(Beginning of ENTRIES PROVIDED)

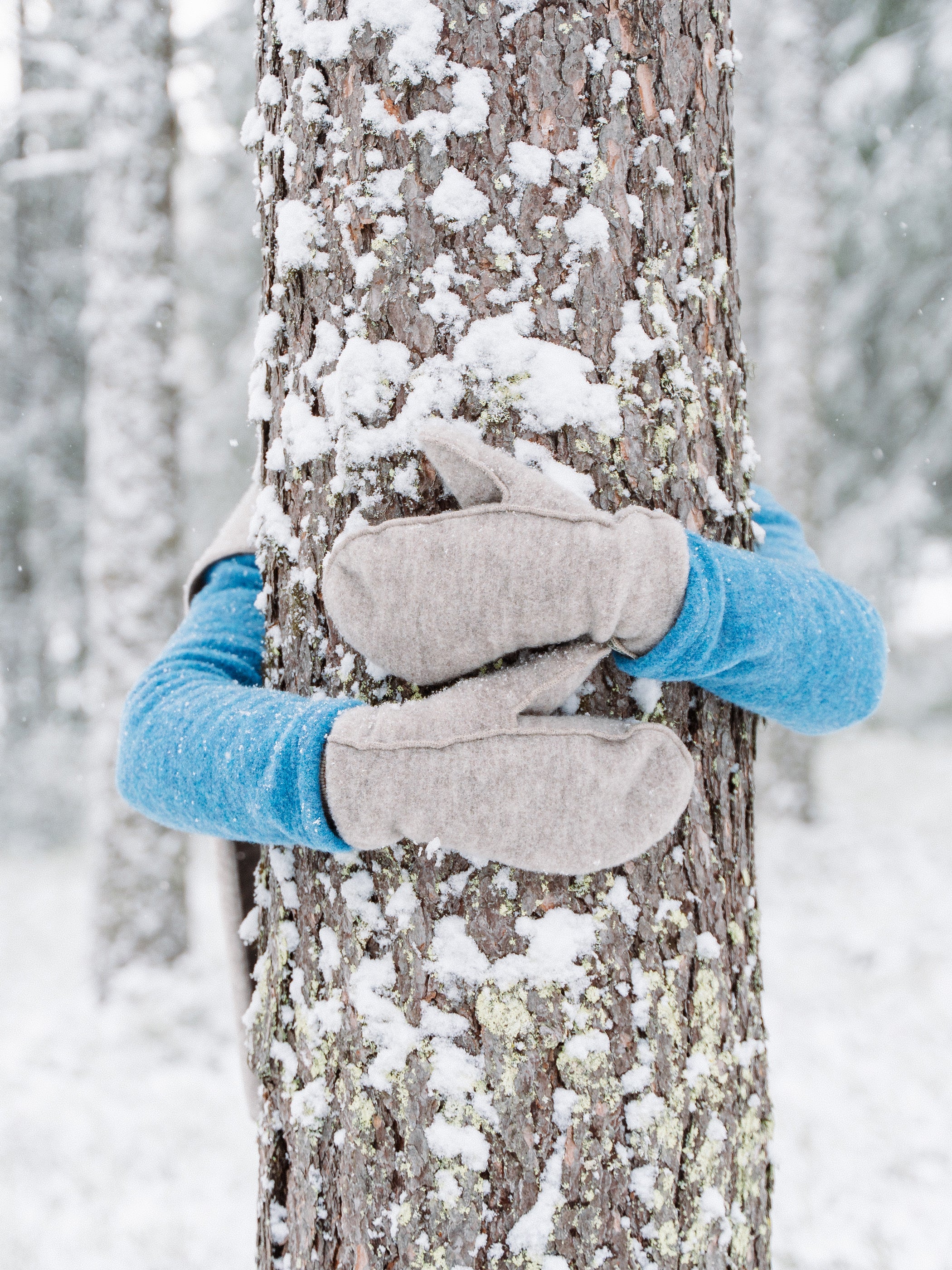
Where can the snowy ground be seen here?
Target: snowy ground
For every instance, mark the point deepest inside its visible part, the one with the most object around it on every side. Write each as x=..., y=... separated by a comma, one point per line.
x=125, y=1143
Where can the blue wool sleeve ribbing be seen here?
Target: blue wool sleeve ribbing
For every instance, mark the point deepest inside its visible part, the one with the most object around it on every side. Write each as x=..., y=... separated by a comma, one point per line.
x=206, y=750
x=771, y=632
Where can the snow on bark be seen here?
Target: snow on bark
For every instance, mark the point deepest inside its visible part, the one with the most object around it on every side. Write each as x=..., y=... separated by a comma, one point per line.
x=465, y=1065
x=131, y=562
x=782, y=156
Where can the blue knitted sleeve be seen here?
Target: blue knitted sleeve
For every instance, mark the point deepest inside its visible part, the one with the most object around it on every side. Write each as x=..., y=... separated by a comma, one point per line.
x=205, y=748
x=771, y=632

(End of ENTRIES PROVIDED)

Look above for the line that contains "Where can the snow on bark be seen here?". That line and every line after it through the end of the data must be written out exactly, with nothing else.

• **YOUR SOLUTION**:
Where can the snow on bark be seen here?
Target: snow on bark
For every instance, mark the point deepest inside its visible part, the one with the most object around it on every side. Write each as x=..., y=... separated by a comma, one point per line.
x=465, y=1065
x=131, y=562
x=782, y=156
Where can the blue knitted sleeve be seen here?
Target: blue knitted sleeve
For every instance, mark the point deepest inside its visible part, the one with the most object around it on every side. Write each as x=..., y=... separated by a comma, one point per line.
x=205, y=748
x=771, y=632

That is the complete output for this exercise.